→ What to do: Copy out all the items below, swapping "Coordinates" for "Points" everywhere and leaving everything else unchanged.

→ Dataset records:
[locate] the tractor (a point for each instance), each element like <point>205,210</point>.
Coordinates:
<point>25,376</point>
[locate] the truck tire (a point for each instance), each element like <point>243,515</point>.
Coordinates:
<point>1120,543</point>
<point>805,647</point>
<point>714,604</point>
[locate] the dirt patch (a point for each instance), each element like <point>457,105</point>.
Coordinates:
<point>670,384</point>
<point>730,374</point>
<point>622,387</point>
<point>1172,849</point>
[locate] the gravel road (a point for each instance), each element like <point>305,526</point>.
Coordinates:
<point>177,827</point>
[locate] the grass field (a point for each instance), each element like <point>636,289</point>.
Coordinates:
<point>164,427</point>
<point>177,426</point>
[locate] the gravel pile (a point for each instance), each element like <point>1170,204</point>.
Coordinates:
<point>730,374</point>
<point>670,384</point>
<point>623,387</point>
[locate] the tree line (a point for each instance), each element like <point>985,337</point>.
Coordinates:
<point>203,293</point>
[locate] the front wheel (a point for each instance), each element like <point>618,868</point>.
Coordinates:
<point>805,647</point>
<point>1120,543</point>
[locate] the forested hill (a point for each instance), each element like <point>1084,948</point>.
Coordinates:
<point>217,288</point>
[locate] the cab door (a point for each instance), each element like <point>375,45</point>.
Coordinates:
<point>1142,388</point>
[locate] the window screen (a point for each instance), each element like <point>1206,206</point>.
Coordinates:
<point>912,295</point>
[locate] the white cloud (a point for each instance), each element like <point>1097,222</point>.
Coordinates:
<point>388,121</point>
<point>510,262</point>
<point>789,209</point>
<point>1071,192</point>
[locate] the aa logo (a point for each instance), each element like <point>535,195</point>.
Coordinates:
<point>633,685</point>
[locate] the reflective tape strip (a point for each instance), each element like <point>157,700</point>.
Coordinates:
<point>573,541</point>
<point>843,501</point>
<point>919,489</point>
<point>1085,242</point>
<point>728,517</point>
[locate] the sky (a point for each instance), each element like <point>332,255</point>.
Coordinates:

→ Response:
[locate] the tractor (a point for each instance), each element like <point>205,210</point>.
Points:
<point>25,376</point>
[locate] the truck tire (a point for each instance), each element like <point>243,515</point>.
Points:
<point>1120,543</point>
<point>805,647</point>
<point>714,604</point>
[locate] the dirt patch (a point for each instance), each element like <point>457,105</point>.
Points:
<point>670,384</point>
<point>730,374</point>
<point>622,387</point>
<point>1172,849</point>
[locate] the gravel road (a point for each instance), each element like <point>305,526</point>.
Points:
<point>177,827</point>
[locate] the grass field (a point for each instance), each element like <point>636,289</point>.
Points:
<point>164,427</point>
<point>177,426</point>
[locate] the gravel pile (a point for each instance), each element like <point>1170,204</point>.
Points:
<point>730,374</point>
<point>670,384</point>
<point>623,387</point>
[locate] the tree line (a point for each instance), each element like <point>985,337</point>.
Points:
<point>203,293</point>
[locate] the front wheel (a point for each instance), each element like <point>618,868</point>.
Points:
<point>805,647</point>
<point>1120,543</point>
[locate] the forested hill (a point for each instance), each element like <point>1084,948</point>.
Points:
<point>217,288</point>
[locate] the cab door (a point for each instance), each element like <point>375,45</point>.
Points:
<point>1142,388</point>
[locate] the window screen (a point for each instance), each element like <point>1206,206</point>.
Points:
<point>912,295</point>
[locate] the white cloud (a point for each instance), each element like <point>1097,222</point>.
Points:
<point>388,121</point>
<point>510,262</point>
<point>789,209</point>
<point>1071,192</point>
[locate] the aa logo (a point for each instance), each element like <point>535,195</point>.
Points:
<point>633,685</point>
[locate] the reflective tape strip (a point for each instance), each element like <point>157,700</point>.
Points:
<point>573,541</point>
<point>843,501</point>
<point>919,489</point>
<point>1085,242</point>
<point>728,517</point>
[locate] the sky (a point for each instance), each element like <point>332,255</point>.
Points:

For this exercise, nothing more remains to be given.